§ EXCERPTED RECORDS
********************

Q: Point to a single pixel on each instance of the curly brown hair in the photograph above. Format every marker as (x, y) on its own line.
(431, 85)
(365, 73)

********************

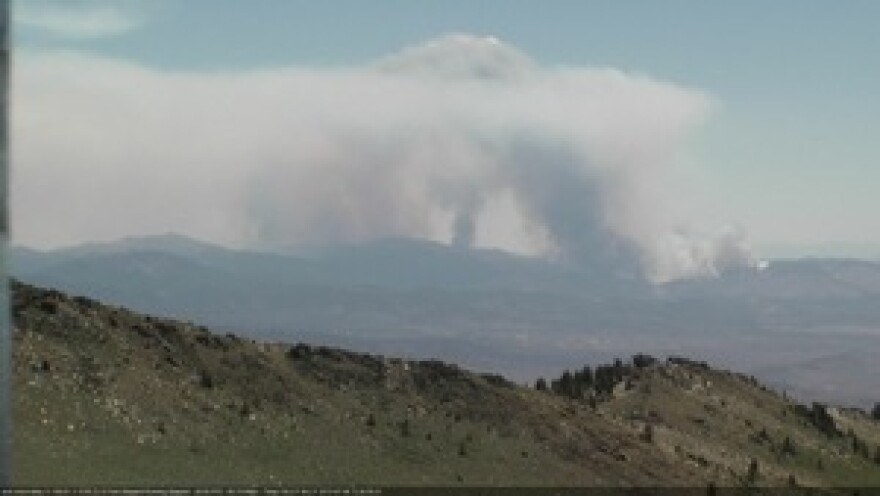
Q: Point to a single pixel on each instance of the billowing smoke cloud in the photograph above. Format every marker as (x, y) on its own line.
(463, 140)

********************

§ WHAT THIS TASK INVOLVES
Pull out each line of the records above that contains the string "instance", and copy those lines unchanged.

§ OUTPUT
Q: Point to a single pixel on each instance of the curly brown hair in the photograph above. Format every marker as (x, y) on its own line.
Q: Point to a single pixel on each instance of the billowing smoke cloud in the photograph above. Format every marker as (x, y) on its own line.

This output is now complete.